- [What you will do]:
Format every line of the data below as a numbered list, skipping blank lines and leaving the pictures out.

- [Labeled contour entries]:
'''
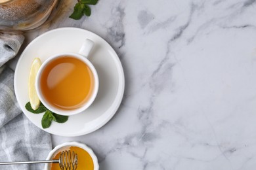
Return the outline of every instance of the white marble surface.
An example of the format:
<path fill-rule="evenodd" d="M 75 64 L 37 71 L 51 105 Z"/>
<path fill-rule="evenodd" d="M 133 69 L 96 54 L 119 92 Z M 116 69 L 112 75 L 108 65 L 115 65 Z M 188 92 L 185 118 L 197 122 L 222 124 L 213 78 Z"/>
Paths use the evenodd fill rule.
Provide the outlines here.
<path fill-rule="evenodd" d="M 100 170 L 255 169 L 256 1 L 75 1 L 39 30 L 91 31 L 116 50 L 125 92 L 116 116 L 87 135 Z"/>

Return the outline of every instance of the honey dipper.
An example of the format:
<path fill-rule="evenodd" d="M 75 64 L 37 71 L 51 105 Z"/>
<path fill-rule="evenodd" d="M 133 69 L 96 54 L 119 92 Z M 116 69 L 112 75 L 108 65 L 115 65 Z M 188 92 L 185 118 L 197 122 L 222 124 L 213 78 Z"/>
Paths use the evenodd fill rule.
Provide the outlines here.
<path fill-rule="evenodd" d="M 61 170 L 75 170 L 77 167 L 77 154 L 74 151 L 71 153 L 70 150 L 64 150 L 60 153 L 58 160 L 48 160 L 48 161 L 33 161 L 33 162 L 0 162 L 0 165 L 13 165 L 13 164 L 27 164 L 27 163 L 58 163 Z"/>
'''
- [Right answer]:
1. Return the outline of every instance of the white marble surface.
2. An example of the format:
3. <path fill-rule="evenodd" d="M 75 64 L 37 71 L 51 105 Z"/>
4. <path fill-rule="evenodd" d="M 133 69 L 96 54 L 119 92 Z M 116 69 L 112 75 L 108 65 L 115 65 Z M 188 92 L 185 118 L 197 122 L 222 124 L 213 78 Z"/>
5. Paths use the evenodd fill rule.
6. Provide the outlines here.
7. <path fill-rule="evenodd" d="M 100 170 L 255 169 L 256 1 L 75 1 L 39 30 L 91 31 L 116 50 L 125 92 L 116 116 L 87 135 Z"/>
8. Return the outline of every instance of the honey dipper.
9. An example of the format:
10. <path fill-rule="evenodd" d="M 75 64 L 37 71 L 51 105 Z"/>
11. <path fill-rule="evenodd" d="M 133 69 L 96 54 L 119 92 Z M 116 69 L 112 75 L 108 65 L 115 65 Z M 188 92 L 185 118 L 197 122 L 222 124 L 213 78 Z"/>
12. Paths use the evenodd fill rule.
13. Provide the outlines here.
14. <path fill-rule="evenodd" d="M 61 170 L 75 170 L 77 167 L 77 154 L 74 151 L 71 153 L 70 150 L 64 150 L 60 153 L 58 160 L 48 160 L 48 161 L 33 161 L 33 162 L 0 162 L 0 165 L 13 165 L 13 164 L 27 164 L 27 163 L 58 163 Z"/>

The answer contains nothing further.